[Rows from a point labeling set]

···

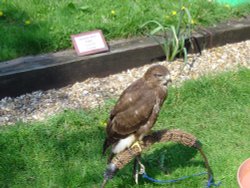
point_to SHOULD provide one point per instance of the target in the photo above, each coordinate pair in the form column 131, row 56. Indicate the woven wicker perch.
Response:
column 123, row 158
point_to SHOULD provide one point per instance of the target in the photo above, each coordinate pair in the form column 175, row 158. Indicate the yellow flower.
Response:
column 113, row 12
column 27, row 22
column 174, row 13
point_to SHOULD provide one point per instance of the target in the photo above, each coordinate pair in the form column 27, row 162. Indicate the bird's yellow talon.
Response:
column 137, row 144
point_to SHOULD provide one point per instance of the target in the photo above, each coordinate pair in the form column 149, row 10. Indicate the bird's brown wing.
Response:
column 132, row 110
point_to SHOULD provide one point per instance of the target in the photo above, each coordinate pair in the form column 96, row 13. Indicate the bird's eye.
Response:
column 157, row 75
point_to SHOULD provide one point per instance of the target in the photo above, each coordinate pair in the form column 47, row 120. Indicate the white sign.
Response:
column 89, row 43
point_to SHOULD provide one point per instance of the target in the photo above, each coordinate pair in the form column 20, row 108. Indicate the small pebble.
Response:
column 93, row 92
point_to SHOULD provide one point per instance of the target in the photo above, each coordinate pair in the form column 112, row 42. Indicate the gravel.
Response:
column 93, row 92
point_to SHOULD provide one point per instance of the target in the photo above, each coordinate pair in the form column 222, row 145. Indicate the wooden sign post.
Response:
column 89, row 43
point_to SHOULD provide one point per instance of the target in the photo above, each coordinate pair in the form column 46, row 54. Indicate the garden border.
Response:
column 55, row 70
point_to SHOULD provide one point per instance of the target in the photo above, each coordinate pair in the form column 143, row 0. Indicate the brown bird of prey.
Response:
column 137, row 109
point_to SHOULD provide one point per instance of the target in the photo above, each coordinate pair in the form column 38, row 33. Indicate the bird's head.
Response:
column 158, row 75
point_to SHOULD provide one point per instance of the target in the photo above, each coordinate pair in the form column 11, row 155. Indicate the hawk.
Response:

···

* Given problem:
Copy the rows word for word, from the start of the rows through the line containing "column 123, row 158", including that line. Leave the pictures out.

* Expected output:
point_to SHOULD provide one point per instance of the target in the photo above, each coordinate pair in the form column 131, row 56. Indicate the woven wicker perch.
Response:
column 123, row 158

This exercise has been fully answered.